◆ DATA FOR THIS EXERCISE ◆
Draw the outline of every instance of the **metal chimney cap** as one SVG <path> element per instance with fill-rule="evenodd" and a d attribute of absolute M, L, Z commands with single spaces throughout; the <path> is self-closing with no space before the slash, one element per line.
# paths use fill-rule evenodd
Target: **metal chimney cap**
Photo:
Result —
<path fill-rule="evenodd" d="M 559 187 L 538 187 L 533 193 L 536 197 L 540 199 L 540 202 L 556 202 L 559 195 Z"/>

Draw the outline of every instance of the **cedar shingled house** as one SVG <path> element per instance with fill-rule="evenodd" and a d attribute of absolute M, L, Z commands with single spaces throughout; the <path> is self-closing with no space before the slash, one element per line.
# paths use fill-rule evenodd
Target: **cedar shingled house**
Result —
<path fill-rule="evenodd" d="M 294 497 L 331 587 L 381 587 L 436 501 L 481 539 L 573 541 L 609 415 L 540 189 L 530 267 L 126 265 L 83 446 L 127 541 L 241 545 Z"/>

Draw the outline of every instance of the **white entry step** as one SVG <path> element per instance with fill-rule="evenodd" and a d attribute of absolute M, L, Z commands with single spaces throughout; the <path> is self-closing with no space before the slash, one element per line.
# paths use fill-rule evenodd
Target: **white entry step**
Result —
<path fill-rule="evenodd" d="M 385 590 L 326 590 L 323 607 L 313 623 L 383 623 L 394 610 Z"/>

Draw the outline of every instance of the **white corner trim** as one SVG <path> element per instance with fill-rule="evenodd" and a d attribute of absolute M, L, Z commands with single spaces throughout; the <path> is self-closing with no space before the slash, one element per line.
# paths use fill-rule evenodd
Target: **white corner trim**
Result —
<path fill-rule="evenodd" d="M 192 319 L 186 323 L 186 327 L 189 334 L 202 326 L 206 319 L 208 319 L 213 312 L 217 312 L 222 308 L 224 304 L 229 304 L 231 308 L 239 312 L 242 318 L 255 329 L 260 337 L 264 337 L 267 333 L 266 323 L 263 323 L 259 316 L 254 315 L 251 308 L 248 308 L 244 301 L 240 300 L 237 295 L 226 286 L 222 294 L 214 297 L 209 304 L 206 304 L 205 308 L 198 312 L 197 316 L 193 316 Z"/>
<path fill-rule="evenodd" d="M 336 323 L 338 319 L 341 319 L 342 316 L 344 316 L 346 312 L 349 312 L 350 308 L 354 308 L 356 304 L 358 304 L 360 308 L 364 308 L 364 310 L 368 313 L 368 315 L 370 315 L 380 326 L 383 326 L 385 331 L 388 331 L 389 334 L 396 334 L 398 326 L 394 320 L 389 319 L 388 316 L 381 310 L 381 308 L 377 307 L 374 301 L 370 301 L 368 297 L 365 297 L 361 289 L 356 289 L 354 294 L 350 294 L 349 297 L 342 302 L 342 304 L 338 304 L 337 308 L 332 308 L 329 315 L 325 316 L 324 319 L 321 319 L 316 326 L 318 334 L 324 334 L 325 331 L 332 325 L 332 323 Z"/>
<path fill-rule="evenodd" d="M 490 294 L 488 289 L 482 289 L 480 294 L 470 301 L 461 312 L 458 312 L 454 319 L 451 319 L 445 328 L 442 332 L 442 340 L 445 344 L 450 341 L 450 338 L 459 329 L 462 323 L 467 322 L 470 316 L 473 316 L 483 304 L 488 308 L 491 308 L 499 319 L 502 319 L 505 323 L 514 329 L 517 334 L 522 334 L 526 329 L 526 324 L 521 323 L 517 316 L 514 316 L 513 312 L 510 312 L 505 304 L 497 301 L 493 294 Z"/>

◆ PROBLEM DESCRIPTION ◆
Give the lines from the start of the rows through the line containing "559 187 L 538" as a numbered list, both ends included, with blank lines left out.

◆ TASK RESULT ◆
1. Draw the outline of every instance of the **metal chimney cap** as one SVG <path> element per instance with fill-rule="evenodd" and a d attribute of absolute M, L, Z commands with single spaces throughout; the <path> is self-closing with no space before the slash, one element per line.
2. # paths use fill-rule evenodd
3. Target: **metal chimney cap**
4. Photo:
5. Result —
6. <path fill-rule="evenodd" d="M 559 187 L 538 187 L 533 193 L 536 197 L 540 199 L 540 202 L 556 202 L 559 195 Z"/>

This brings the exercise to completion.